→ **WORK TASK**: Each record below needs to be reproduced precisely, though not its pictures.

→ **AVAILABLE RECORDS**:
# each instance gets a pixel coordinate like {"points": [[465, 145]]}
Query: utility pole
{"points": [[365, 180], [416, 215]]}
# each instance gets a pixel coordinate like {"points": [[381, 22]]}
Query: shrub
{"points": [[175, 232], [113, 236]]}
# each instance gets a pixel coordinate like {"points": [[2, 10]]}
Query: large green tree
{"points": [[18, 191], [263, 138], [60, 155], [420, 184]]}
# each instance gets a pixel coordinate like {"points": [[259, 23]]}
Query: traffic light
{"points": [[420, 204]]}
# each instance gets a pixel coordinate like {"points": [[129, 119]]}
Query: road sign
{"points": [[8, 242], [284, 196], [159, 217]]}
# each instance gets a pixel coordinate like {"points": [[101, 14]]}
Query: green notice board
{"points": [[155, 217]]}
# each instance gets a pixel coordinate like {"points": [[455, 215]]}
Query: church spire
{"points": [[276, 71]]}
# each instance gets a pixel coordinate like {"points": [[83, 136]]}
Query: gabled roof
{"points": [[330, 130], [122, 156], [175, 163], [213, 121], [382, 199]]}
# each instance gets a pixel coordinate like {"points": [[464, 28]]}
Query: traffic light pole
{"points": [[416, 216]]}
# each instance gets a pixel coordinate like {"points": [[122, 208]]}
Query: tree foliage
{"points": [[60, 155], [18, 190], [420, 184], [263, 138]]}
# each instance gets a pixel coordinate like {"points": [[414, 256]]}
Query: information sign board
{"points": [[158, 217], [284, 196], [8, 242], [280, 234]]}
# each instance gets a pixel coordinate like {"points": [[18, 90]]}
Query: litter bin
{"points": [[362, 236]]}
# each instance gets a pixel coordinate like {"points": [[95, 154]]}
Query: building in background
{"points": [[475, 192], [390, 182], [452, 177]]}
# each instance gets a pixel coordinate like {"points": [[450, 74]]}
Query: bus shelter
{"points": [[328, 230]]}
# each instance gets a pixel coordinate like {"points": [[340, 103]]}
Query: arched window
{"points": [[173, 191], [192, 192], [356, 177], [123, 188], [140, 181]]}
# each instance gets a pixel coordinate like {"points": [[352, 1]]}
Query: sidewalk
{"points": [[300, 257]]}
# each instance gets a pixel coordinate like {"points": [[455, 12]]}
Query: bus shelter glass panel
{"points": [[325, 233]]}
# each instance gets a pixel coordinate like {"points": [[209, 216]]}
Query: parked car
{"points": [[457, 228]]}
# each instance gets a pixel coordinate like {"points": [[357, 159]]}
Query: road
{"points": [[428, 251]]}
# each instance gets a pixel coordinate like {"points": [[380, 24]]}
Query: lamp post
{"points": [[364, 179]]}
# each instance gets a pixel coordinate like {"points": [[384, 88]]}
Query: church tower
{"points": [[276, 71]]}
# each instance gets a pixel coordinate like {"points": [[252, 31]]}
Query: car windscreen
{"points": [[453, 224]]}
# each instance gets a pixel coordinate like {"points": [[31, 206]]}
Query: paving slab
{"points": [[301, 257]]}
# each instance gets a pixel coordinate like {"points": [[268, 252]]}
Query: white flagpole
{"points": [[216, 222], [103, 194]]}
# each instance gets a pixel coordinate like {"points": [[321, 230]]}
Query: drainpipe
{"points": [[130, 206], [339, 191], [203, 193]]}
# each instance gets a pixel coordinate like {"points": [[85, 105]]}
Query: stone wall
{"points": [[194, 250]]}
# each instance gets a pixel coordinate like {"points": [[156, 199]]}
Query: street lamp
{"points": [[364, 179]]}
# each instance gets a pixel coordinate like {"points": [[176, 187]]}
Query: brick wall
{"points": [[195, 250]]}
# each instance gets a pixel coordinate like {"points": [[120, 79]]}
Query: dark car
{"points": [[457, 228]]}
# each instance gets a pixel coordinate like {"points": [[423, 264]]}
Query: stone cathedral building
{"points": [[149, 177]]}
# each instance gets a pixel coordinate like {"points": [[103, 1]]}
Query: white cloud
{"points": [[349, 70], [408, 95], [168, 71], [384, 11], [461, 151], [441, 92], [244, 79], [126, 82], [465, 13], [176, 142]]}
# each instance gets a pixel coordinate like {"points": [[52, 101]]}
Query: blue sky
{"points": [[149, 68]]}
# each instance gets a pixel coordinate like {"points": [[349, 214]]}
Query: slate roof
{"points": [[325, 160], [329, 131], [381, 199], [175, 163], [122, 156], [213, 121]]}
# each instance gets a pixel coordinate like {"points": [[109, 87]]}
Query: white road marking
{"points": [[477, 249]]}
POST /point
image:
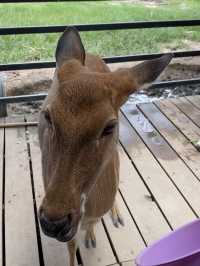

→ **REPLY TO THE TASK**:
# each instance gets a pixel coordinate like {"points": [[465, 145]]}
Query: utility pole
{"points": [[365, 180], [416, 215]]}
# each instance gets a pixel coordinate like {"points": [[381, 22]]}
Query: shrub
{"points": [[175, 232], [113, 236]]}
# each instance gets a pixel coordinate like {"points": [[2, 10]]}
Query: large green tree
{"points": [[18, 191], [263, 138], [60, 155], [420, 184]]}
# each instance gets a pixel coordinate like {"points": [[259, 23]]}
Query: traffic light
{"points": [[420, 204]]}
# each instance gets a pixel coordinate like {"points": [[129, 119]]}
Query: road sign
{"points": [[8, 242], [284, 196], [159, 217]]}
# each instance gets a pixel coordinate like {"points": [[101, 14]]}
Query: green notice board
{"points": [[155, 217]]}
# each instance gets a pixel coordinate like {"points": [[455, 215]]}
Query: church spire
{"points": [[276, 71]]}
# each instance gets a pixel coordinate like {"points": [[83, 136]]}
Query: gabled roof
{"points": [[330, 130], [122, 156], [175, 163], [213, 121], [382, 199]]}
# each instance gets a pixel coordinate like {"points": [[464, 28]]}
Query: traffic light pole
{"points": [[416, 216]]}
# each instance gets a pixel coordinate like {"points": [[122, 208]]}
Query: tree foliage
{"points": [[60, 155], [18, 190], [420, 184], [263, 138]]}
# each instance gets a pixel coordinate like {"points": [[414, 256]]}
Query: information sign board
{"points": [[158, 217], [284, 196], [8, 242], [280, 234]]}
# each instance gets a pixel coordinate like {"points": [[18, 90]]}
Query: litter bin
{"points": [[362, 236]]}
# each instance gets a pixel coordinate like {"points": [[95, 154]]}
Query: building in background
{"points": [[475, 192], [390, 182], [452, 177]]}
# each instance gets a pixel coordinate like {"points": [[450, 74]]}
Query: bus shelter
{"points": [[328, 230]]}
# each instance gets a pixel coordinate like {"points": [[340, 103]]}
Query: arched window
{"points": [[173, 191], [192, 192], [356, 177], [123, 188], [140, 181]]}
# each instance gets a pixel coordinate like {"points": [[352, 1]]}
Query: sidewalk
{"points": [[300, 257]]}
# each instance gets a pixel coordinate like {"points": [[455, 12]]}
Query: bus shelter glass panel
{"points": [[325, 233]]}
# each instance gets a pixel coordinate like {"points": [[209, 216]]}
Query: parked car
{"points": [[457, 228]]}
# each instance gets a pixel coordinate like {"points": [[357, 159]]}
Query: road
{"points": [[428, 251]]}
# each instance gets a pixel coordinate like {"points": [[380, 24]]}
Query: lamp post
{"points": [[364, 179]]}
# each instance gets a pixel coordinate like {"points": [[384, 88]]}
Query: church tower
{"points": [[276, 71]]}
# each instance gets a pixel coordinate like {"points": [[252, 31]]}
Query: car windscreen
{"points": [[453, 224]]}
# each instance gets a pixel coordinate like {"points": [[31, 206]]}
Query: paving slab
{"points": [[301, 257]]}
# each instance gets a pixel coordinate like {"points": [[268, 252]]}
Query: white flagpole
{"points": [[216, 222], [103, 194]]}
# each instance gets a pixel coordinate like {"points": [[321, 230]]}
Query: drainpipe
{"points": [[130, 206], [339, 191], [203, 193]]}
# each instance gets a pixel coordinate like {"points": [[85, 105]]}
Query: stone wall
{"points": [[194, 250]]}
# each instance gets a pixel coordinate like {"points": [[156, 199]]}
Query: street lamp
{"points": [[364, 179]]}
# each instance gets a pixel coordinate like {"points": [[176, 187]]}
Query: brick wall
{"points": [[195, 250]]}
# each instance gets a pixel coordinate like {"points": [[120, 79]]}
Query: dark car
{"points": [[457, 228]]}
# each instance gets a pixel coordinate like {"points": [[423, 264]]}
Query: stone cathedral building
{"points": [[149, 177]]}
# each instance gets a pixel coordinate like {"points": [[103, 1]]}
Query: white cloud
{"points": [[349, 70], [408, 95], [168, 71], [384, 11], [461, 151], [441, 92], [244, 79], [126, 82], [465, 13], [176, 142]]}
# each instance gets a pixel coordinate like {"points": [[52, 101]]}
Query: blue sky
{"points": [[149, 68]]}
# each instance gets a pixel coordinate like {"points": [[349, 214]]}
Query: slate roof
{"points": [[325, 160], [329, 131], [381, 199], [175, 163], [122, 156], [213, 121]]}
# each instance gets a pixel coordinate like {"points": [[109, 87]]}
Query: white road marking
{"points": [[477, 249]]}
POST /point
image:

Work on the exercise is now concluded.